**Work required**
Look at each line below and count those with the word "Draw"; the answer is that number only.

——————

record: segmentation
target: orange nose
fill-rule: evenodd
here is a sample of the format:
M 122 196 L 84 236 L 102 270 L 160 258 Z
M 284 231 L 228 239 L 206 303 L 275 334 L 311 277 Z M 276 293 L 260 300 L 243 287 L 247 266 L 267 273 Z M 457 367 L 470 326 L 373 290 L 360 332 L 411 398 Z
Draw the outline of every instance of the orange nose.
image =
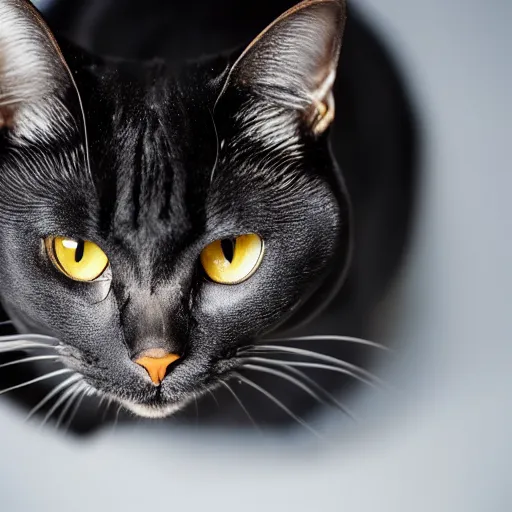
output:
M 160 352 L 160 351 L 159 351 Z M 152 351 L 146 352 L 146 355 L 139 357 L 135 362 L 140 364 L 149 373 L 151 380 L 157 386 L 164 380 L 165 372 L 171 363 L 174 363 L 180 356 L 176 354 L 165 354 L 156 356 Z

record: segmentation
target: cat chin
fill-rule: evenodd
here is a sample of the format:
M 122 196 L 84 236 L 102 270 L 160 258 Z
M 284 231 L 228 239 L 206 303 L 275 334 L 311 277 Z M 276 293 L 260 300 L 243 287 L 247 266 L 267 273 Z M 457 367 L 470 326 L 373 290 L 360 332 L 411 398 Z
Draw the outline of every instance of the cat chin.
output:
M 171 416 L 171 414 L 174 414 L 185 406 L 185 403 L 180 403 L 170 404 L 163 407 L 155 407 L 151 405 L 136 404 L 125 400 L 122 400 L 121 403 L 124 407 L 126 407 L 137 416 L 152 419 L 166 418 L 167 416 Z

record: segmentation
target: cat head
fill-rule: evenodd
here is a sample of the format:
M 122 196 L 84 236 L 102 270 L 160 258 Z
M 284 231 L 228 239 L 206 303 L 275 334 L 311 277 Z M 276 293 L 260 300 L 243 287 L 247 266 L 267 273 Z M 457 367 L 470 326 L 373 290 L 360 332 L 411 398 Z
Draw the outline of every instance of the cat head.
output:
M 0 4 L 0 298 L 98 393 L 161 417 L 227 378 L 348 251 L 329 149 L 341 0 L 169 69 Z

——————

**Solution to the exercise**
3